- _The exercise_
Your task is to repeat the entries exactly. Leave the pictures out.

--- begin ---

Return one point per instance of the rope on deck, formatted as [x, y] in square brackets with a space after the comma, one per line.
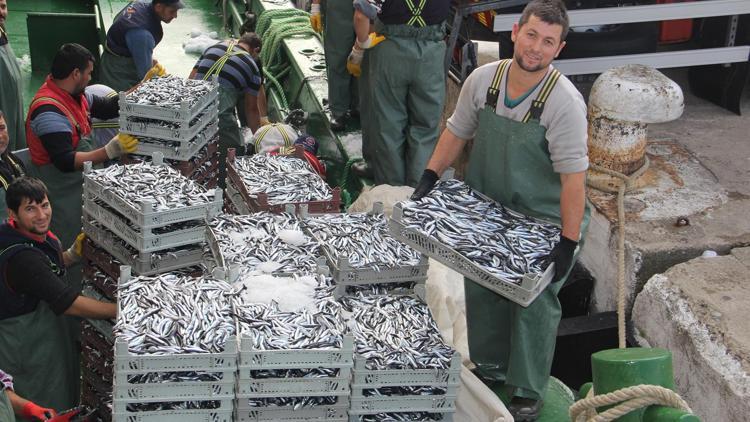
[273, 27]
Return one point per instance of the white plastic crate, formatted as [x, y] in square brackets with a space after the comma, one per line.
[184, 151]
[523, 293]
[144, 240]
[145, 216]
[248, 387]
[328, 413]
[296, 358]
[142, 263]
[184, 132]
[184, 113]
[223, 413]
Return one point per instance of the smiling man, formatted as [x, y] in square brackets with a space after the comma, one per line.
[529, 128]
[37, 345]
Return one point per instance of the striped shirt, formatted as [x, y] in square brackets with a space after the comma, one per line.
[240, 71]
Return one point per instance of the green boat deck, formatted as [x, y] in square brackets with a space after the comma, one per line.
[43, 25]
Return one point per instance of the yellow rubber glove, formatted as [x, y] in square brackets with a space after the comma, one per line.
[372, 40]
[354, 61]
[121, 144]
[315, 20]
[157, 70]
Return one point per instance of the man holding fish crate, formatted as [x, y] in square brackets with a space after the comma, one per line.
[37, 339]
[529, 128]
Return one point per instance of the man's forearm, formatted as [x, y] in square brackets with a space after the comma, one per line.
[96, 156]
[252, 115]
[361, 26]
[85, 307]
[572, 203]
[448, 148]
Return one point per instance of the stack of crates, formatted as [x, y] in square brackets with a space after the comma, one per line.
[140, 236]
[240, 201]
[345, 275]
[255, 386]
[433, 407]
[153, 380]
[185, 136]
[403, 392]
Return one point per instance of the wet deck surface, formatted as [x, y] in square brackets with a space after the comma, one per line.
[200, 15]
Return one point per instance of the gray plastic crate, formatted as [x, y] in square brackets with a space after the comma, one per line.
[142, 263]
[248, 386]
[328, 413]
[184, 113]
[127, 362]
[363, 378]
[222, 414]
[523, 293]
[144, 240]
[174, 391]
[145, 216]
[386, 404]
[298, 358]
[183, 133]
[236, 199]
[446, 416]
[184, 151]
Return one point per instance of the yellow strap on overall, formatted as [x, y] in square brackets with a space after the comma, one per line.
[537, 106]
[416, 13]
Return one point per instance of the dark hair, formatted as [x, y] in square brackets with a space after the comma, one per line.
[25, 187]
[68, 58]
[552, 12]
[252, 39]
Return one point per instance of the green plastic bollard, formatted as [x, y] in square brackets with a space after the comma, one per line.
[668, 414]
[619, 368]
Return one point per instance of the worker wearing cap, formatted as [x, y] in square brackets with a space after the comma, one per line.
[37, 343]
[11, 96]
[404, 87]
[334, 19]
[233, 64]
[529, 153]
[11, 166]
[129, 49]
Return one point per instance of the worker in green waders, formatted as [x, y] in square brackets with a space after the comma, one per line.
[529, 128]
[129, 49]
[11, 94]
[58, 132]
[402, 97]
[233, 64]
[334, 19]
[37, 341]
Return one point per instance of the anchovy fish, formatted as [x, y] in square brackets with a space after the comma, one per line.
[284, 179]
[250, 240]
[501, 241]
[172, 314]
[363, 239]
[170, 92]
[165, 186]
[397, 332]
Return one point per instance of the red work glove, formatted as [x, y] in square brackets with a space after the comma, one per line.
[65, 417]
[36, 413]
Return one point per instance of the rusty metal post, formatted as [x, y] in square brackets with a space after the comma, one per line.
[623, 101]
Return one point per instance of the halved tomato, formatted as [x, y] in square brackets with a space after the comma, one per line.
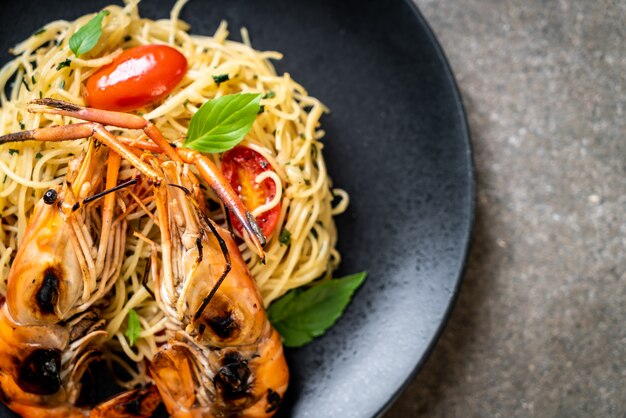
[241, 165]
[137, 77]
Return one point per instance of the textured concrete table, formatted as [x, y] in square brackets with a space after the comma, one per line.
[539, 328]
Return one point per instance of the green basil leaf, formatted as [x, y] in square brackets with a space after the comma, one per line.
[87, 37]
[133, 327]
[285, 237]
[221, 123]
[302, 315]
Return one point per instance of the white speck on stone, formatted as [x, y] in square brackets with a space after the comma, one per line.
[594, 199]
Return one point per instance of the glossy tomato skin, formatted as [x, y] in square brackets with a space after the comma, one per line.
[241, 165]
[137, 77]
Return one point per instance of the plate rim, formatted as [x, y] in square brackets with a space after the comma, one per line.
[466, 134]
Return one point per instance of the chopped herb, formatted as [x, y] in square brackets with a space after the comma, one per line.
[221, 123]
[64, 64]
[87, 36]
[285, 237]
[133, 327]
[220, 78]
[302, 315]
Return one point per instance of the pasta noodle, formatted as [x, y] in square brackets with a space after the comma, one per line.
[286, 133]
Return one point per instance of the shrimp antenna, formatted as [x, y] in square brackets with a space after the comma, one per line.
[144, 280]
[224, 248]
[111, 190]
[104, 193]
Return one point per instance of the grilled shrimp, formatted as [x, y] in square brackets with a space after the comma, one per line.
[49, 326]
[225, 359]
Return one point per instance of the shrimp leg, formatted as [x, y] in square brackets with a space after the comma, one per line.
[207, 169]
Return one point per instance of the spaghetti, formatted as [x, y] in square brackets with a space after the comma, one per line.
[286, 133]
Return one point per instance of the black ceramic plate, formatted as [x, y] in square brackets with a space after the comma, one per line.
[396, 141]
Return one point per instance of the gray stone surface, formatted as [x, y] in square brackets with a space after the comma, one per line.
[539, 327]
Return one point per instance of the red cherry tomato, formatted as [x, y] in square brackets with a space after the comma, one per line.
[241, 165]
[137, 77]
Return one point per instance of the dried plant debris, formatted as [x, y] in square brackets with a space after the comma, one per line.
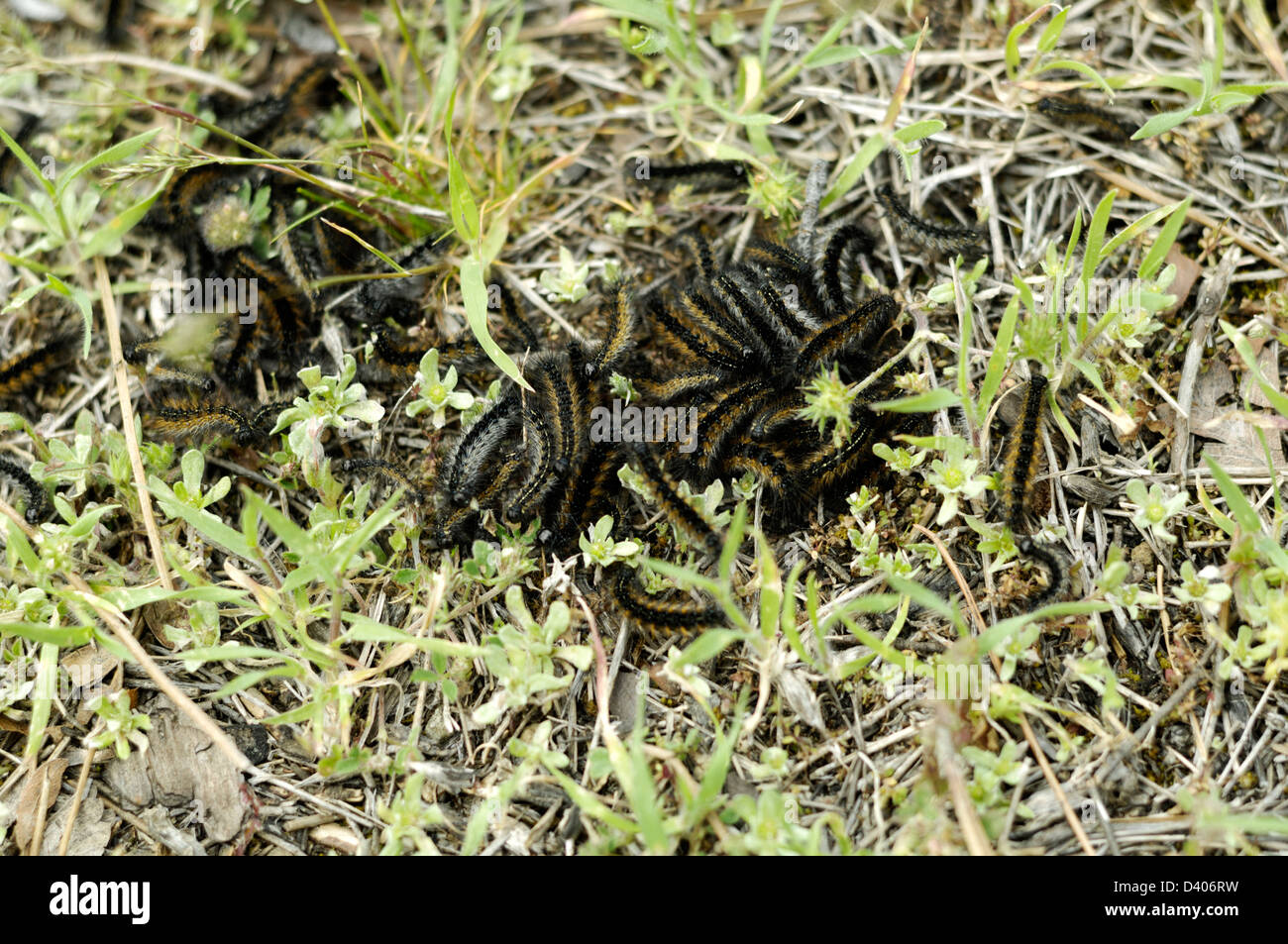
[648, 460]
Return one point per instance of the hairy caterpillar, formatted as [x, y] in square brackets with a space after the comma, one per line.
[1021, 454]
[1068, 110]
[944, 240]
[22, 372]
[658, 617]
[38, 505]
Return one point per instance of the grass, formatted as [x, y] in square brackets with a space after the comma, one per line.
[494, 699]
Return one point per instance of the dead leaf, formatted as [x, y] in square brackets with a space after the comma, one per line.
[29, 803]
[180, 768]
[90, 832]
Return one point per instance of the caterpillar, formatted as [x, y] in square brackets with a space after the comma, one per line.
[389, 471]
[194, 423]
[660, 617]
[717, 174]
[1021, 454]
[38, 504]
[943, 240]
[681, 513]
[1056, 565]
[22, 372]
[1069, 110]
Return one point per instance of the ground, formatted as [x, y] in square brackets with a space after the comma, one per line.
[223, 646]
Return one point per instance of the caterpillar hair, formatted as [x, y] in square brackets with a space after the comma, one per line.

--- end ---

- _Answer in full_
Return one point per instance of the rope on deck, formatted as [x, y] in square brackets with a space after the comma, one per line.
[273, 27]
Return one point per instance of the white plastic crate, formatted as [x, y] in square brackets with a space after the comma, one per line.
[184, 151]
[523, 293]
[144, 240]
[145, 216]
[248, 387]
[328, 413]
[296, 358]
[142, 263]
[184, 132]
[184, 113]
[223, 413]
Return one point per instance of the smiling man, formatted as [x, y] in square brackets with a space after the comma, one per line.
[529, 128]
[37, 345]
Return one point per instance of the striped shirt, formatted as [x, y] in square brackets with a space after the comma, one per line.
[240, 71]
Return one point per instance of the green boat deck, formatted as [x, y] in square brackets with a space after the comma, one per line.
[43, 25]
Return one point per instance of the yellow rubber glove, formatted as [x, y] in square brackets with a space after the comma, one per line.
[372, 40]
[354, 61]
[121, 144]
[315, 20]
[157, 70]
Return one point per instance of the man holding fish crate, formatted as [x, y] in square brackets with a space after the comma, one per line.
[37, 339]
[529, 128]
Return one point per instance of the man's forearm, formatted as [x, y] in square brackets with a space after the comma, one per line.
[96, 156]
[252, 115]
[361, 26]
[85, 307]
[572, 203]
[448, 148]
Return one point per instance of the stack of crates, formatted as [x, y] in square brackets with a space after the comma, one per line.
[140, 236]
[240, 201]
[345, 275]
[255, 386]
[433, 407]
[153, 380]
[185, 136]
[403, 392]
Return one point per instance of the wet deck surface, formatted as [x, y] in square brackets with a space after the comma, one per line.
[200, 15]
Return one point per instance of the gray plastic crate, formatted as [x, y] in square brackets with a space after the comma, one per line.
[142, 263]
[248, 386]
[328, 413]
[184, 113]
[127, 362]
[363, 378]
[222, 414]
[523, 293]
[144, 240]
[174, 391]
[145, 216]
[386, 404]
[298, 358]
[183, 133]
[236, 199]
[446, 416]
[184, 151]
Return one point per instance of the yellow strap on overall, formatted as [x, y] in square brackets with a space after the comma, one per line.
[537, 106]
[416, 13]
Return one point per instance of the dark hair, formatted as [x, y] in square brackets with a space after the comma, one per line.
[25, 187]
[68, 58]
[552, 12]
[252, 39]
Return one point per instance of the green plastic bollard, formatted as [x, y] in square brackets with a space after the comma, one per line.
[668, 414]
[619, 368]
Return one point per instance of the worker wearing cap, formatted as [x, y] in square brackets with a space after the comma, one per line.
[37, 343]
[11, 96]
[404, 87]
[334, 19]
[233, 64]
[529, 153]
[11, 166]
[129, 49]
Return one point per instance of the worker in green waders, formatted as [x, y] in square brackets with a space after the comma, one per line.
[529, 128]
[129, 49]
[11, 94]
[58, 132]
[402, 97]
[233, 64]
[334, 19]
[37, 341]
Return one point per instance of the anchovy fish, formatted as [x, y] in square brackets with a space after the comma, one per line.
[284, 179]
[250, 240]
[501, 241]
[172, 314]
[363, 239]
[170, 92]
[165, 186]
[397, 332]
Return one point per instance of the red work glove, formatted as [x, y] in square brackets with a space after the comma, one per line.
[65, 417]
[36, 413]
Return one point per instance of the rusty metal post, formatted as [x, y] in square brackets with a space after the comma, one per line.
[623, 101]
Return one point per instance of the halved tomato, formatted as [x, y] in square brackets with a space after the comma, one per line.
[241, 165]
[137, 77]
Return one point per instance of the textured concrete table, formatted as [x, y] in square brackets with a space after the comma, one per line.
[539, 328]
Return one point per instance of the green basil leaf, formatted as [x, y] in square brackets with a space after the comma, one per line.
[87, 37]
[133, 327]
[285, 237]
[221, 123]
[302, 315]
Return one point per instance of the white speck on stone, formatted as [x, y] in square brackets with a space after the comma, one per line.
[594, 199]
Return one point per instance of the glossy tomato skin, formatted as [x, y] in square brackets with a space after the comma, one per line.
[241, 165]
[137, 77]
Return one point per instance of the plate rim, formatted as [x, y] in square brackets with a space after the comma, one per line.
[466, 134]
Return one point per instance of the chopped herb, formatted as [x, y] in square brackets with a space after the comma, one per line.
[221, 123]
[64, 64]
[87, 36]
[285, 237]
[133, 327]
[220, 78]
[302, 315]
Return one point per instance of the pasta noodle, formatted as [x, y] in square brackets with a space after the comma, one per line.
[286, 133]
Return one point per instance of the shrimp antenna, formatted as [x, y] in square brackets with a space after the comma, one per line.
[144, 280]
[224, 248]
[111, 190]
[104, 193]
Return one point per instance of the grilled shrimp, formatted as [x, y] in square brackets with a space after the comma, one per line.
[49, 326]
[225, 359]
Return one point per instance of the shrimp leg, formatted as [x, y] in square brackets with a space after the comma, one per line.
[207, 169]
Return one point per instance of the spaghetti, formatted as [x, y] in square brackets with a space after the comma, one per line.
[286, 133]
Return one point per instance of the black ceramic plate, formatted as [x, y] in square brackets with a space after the comma, one per line.
[396, 141]
Return one point per instance of the gray stone surface, formatted as [x, y] in square brackets with a space after the comma, one per line.
[539, 327]
Return one point per instance of the red cherry tomato, formatted as [x, y] in square brackets with a space after the comma, one per line.
[241, 165]
[137, 77]
Return one point per instance of the dried plant debris, formatted as [x, y] in square brackets with a space after the comma, one per line.
[648, 460]
Return one point per instance of the hairy caterpillar, formatted as [x, y] in square brackets with a space after the comma, one per line.
[1021, 454]
[1068, 110]
[944, 240]
[22, 372]
[658, 617]
[38, 505]
Return one point per instance of the grass, formatted as [x, y] in square brackets with a space after the comma, one per line.
[494, 699]
Return one point per instance of the dead leaf, formatted as [x, y] in square brackets with a space after the comma, one per line.
[29, 803]
[180, 768]
[90, 832]
Return one point per instance of the caterpillar, formatted as [x, y] in square brackets with a space after the comma, one per line.
[389, 471]
[194, 423]
[660, 617]
[717, 174]
[1021, 454]
[38, 504]
[943, 240]
[681, 513]
[1056, 565]
[22, 372]
[1069, 110]
Return one point per instance of the ground, formatted as [x, y] in square brackets with a space after the comma, one per line.
[223, 646]
Return one point per instance of the caterpillar hair, formatted as [x, y] in square brackets with a space after the comma, one per line.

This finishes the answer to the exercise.